----- Data in this exercise
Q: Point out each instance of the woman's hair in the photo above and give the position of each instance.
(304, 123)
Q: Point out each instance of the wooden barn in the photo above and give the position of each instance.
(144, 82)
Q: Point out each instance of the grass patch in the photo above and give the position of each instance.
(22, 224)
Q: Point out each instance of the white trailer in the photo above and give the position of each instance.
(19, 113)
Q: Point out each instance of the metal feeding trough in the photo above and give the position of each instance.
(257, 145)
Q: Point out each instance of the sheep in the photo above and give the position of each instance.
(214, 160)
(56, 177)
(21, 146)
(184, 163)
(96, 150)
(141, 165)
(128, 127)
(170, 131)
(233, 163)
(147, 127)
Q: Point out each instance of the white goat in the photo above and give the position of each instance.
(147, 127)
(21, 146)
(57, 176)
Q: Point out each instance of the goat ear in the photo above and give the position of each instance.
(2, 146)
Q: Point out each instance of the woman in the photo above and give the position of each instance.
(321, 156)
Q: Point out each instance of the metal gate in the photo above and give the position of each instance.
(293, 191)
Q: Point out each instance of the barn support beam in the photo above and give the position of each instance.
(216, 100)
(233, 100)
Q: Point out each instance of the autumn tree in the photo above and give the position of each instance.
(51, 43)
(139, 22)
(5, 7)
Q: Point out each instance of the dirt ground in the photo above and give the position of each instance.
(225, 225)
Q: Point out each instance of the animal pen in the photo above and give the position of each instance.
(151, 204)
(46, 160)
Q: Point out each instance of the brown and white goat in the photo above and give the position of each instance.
----------
[Objective]
Edit the data above so that "wooden barn" becomes "red barn", keeping everything else the same.

[Task answer]
Q: Point out each instance of the woman's hair in the photo above and give the position of each instance.
(304, 123)
Q: Point out each instance of the red barn in the photo above and give the position of each instance.
(144, 82)
Q: Point out each instance of the grass patch in the photo above and give the position of each instance.
(22, 224)
Q: Point out each instance of the white trailer in the photo above and give the position of each instance.
(19, 113)
Q: Point out each instance of the metal feeding trough in the photo above and give the position of each instance.
(257, 145)
Q: Point out each instance of the sheep in the photo above and give the position of each instance.
(214, 160)
(56, 177)
(21, 146)
(184, 163)
(96, 150)
(141, 165)
(128, 127)
(170, 131)
(233, 163)
(147, 127)
Q: Point out each instance of the white goat in the photo above and give the position of each instance.
(147, 127)
(21, 146)
(57, 176)
Q: Point out each instance of the goat ear in the photo above and give the position of each instance.
(2, 146)
Q: Point out each instance of the woman in the photo above and give the position of each instance.
(321, 156)
Q: Point out each instance of the metal gate in the photo above and give the position of each instance.
(293, 191)
Q: Point out each instance of the barn support beam in the photo above and give the position of each instance.
(216, 100)
(233, 100)
Q: Point out each instance of the autumn tree in the photo above and give the position of each instance.
(51, 43)
(139, 22)
(5, 7)
Q: Point out each instance of the dirt ground in the photo above and give the position of each instance.
(225, 225)
Q: Point out each instance of the animal pen in the photo above and give the position of each instance.
(151, 204)
(46, 160)
Q: Point out each instance of the brown and white goat in the photo above and give the position of each instance.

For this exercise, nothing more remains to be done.